[start]
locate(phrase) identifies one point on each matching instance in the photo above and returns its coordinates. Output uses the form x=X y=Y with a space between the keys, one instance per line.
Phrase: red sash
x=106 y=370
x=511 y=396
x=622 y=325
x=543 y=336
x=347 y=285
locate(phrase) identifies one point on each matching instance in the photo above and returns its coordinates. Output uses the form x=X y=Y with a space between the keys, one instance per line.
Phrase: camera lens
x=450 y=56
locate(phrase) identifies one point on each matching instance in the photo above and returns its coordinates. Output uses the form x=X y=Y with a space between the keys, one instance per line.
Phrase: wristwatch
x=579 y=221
[end]
Reproduce the listing above with every "instance" switched to "object" and nothing else altered.

FINISHED EXERCISE ▸
locate(phrase) identifies one point on each matching object in the photo above and returns its coordinates. Output uses the form x=X y=Y with a space between the keys, one object per line.
Phrase: red sash
x=106 y=370
x=511 y=396
x=622 y=325
x=543 y=336
x=347 y=285
locate(phrase) identifies one point on each matching object in the photo above and returns its coordinates. Output uses the form x=X y=Y with a space between the keys, one object per line.
Phrase: camera lens
x=450 y=56
locate(phrase) identifies one point on each matching object in the photo above and returns its coordinates. Output uses the form x=X y=Y with a space between the keys, one object per line.
Phrase: wristwatch
x=579 y=221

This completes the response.